* **REQUIREMENT 1**: List every character mentioned by name in the essay below about Dr. Tsuda's final episode.
* **REQUIREMENT 2**: Carry the essay below about Dr. Tsuda's final episode forward from its last sentence.

* **SOURCE DOCUMENT**:

================================

Doctor and Father (Tsuda) – Final Episode


Unlike other people in the story, Dr. Tsuda doesn’t have a mental illness. He is just a vulnerable person struggling with his weaknesses and responsibilities in the chaos of modern life. Presumably, Dr. Tsuda stands in for us, the audience, normal but sinful people who struggle with our own lives and fail to see the signs of our errors around us, always blaming others and making excuses for ourselves.

Dr. Tsuda is the father of Yuta, the cellphone-addicted teenager in the previous episodes, but he is also a medical doctor who is overwhelmed and busy at work. Or so it seems. Actually, he uses his work as an excuse to avoid the burdens of parenthood and home life. He is a weak father and a weak husband, neglecting his son and blaming him for lack of virtue (but from whom did the son learn virtue?) and attacking his wife, who is helpless and overwhelmed, for not managing household affairs. Dr. Tsuda actually takes care of some of his patients better than his own son, a form of escapism that people often do to assuage their own guilt; they can’t help on what’s most important, so therefore they help those who are immediately in front of them. The particularities of this episode may be an actual wake-up call to modern urban Japanese fathers, who are notorious for emotionally neglecting their children and prioritizing workplace accomplishments over meaningful parenthood.


Dr. Tsuda starts to have a mental breakdown as he struggles with his feelings of resentment, the feeling that he deserved to have a good home, a good wife, and good son without putting in any emotional effort. In particular, he blames his own son despite his own shortcomings and seeks empathy for himself only. However, in this case, Dr. Irabu, the side-character prankster-doctor of this show, directly stages an intervention, taking a more active role compared to previous episodes. Irabu shows Tsuda to have empathy for his wife and his son, explaining that although absentee fathers can always escape into the workplace, young children have no hope if they can’t even escape into their own homes which were meant to protect them. More generally, Irabu tries to teach the viewer to have empathy and to take notice of every single person, however ugly, that we encounter in this life, not blaming them or resenting them or hating them, but seeing them as fellow-strugglers in the colosseum of life.


Dr. Tsuda finally takes the first step to change his life, taking time away from his busy schedule to host a Christmas party for his son Yuta. Always the serious, strict, absentee father, he sends a picture of himself wearing a funny Christmas hat to show his sincerity.

================================

* **INFORMATION PROVIDED**:
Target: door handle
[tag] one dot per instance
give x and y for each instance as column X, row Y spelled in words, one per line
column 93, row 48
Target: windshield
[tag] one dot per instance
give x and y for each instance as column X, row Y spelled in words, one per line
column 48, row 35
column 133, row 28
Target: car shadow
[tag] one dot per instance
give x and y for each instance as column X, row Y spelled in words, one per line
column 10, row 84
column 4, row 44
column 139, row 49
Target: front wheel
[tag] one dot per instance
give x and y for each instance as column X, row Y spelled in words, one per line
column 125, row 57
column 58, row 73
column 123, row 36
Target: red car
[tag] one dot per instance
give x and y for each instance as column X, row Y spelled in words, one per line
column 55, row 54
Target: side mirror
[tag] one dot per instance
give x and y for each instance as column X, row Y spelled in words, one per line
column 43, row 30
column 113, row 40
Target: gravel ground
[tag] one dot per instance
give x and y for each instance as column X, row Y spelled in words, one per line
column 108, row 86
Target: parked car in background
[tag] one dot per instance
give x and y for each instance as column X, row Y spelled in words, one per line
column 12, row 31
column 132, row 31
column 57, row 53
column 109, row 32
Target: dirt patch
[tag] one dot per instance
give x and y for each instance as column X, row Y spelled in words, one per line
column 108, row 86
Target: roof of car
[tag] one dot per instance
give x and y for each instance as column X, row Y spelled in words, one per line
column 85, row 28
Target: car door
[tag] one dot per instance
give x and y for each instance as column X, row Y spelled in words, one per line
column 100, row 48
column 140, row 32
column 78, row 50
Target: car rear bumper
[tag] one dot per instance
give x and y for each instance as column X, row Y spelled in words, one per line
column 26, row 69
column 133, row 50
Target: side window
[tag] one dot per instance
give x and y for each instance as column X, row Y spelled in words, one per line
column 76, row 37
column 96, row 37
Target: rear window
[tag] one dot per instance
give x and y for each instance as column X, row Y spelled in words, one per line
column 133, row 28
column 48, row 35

================================

* **FINAL ANSWER 1**: Dr. Tsuda, Yuta, Dr. Irabu

* **FINAL ANSWER 2**:
With the show finally concluding with this episode, we receive a badly-needed message for modern parents who need to invest more time in their children, who are struggling greatly in this difficult generation, as well as a general call-to-action to for the average viewer, who presumably doesn’t have many mental illnesses, to fix his own life and to stop blaming others.



Overall, I greatly enjoyed watching Kuuchuu Buranko and give it a 10/10 rating simply because it’s so underrated, but probably more like a 9/10 if I have to be realistic.

I absolutely loved the polarizing art style, which overlapped the faces of real actors over anime style. Almost every single episode covered a topic that I was personally interested in, except for perhaps the one about romance novels. The combination of comedy and drama was excellent — a great setup for a show that doesn’t take itself too seriously, making fun of itself, while suddenly surprising you with some great points. The show certainly meets my qualification for “mildly life-changing” in the sense that there are certain scenes and quotations that I still strongly remember despite it being more than a year since I first saw the show. I highly recommend that you watch this show and that, you, too, learn to overcome your weaknesses and integrate them into a healthy and happy life.


A small update from me

Hey everybody, I’m still alive and still watching anime, so I decided to start posting reviews again and share some of the nonsense that I’ve learned after enjoying these cartoons for years. I probably won’t be doing armchair philosophy on this blog anymore unless people really enjoy it.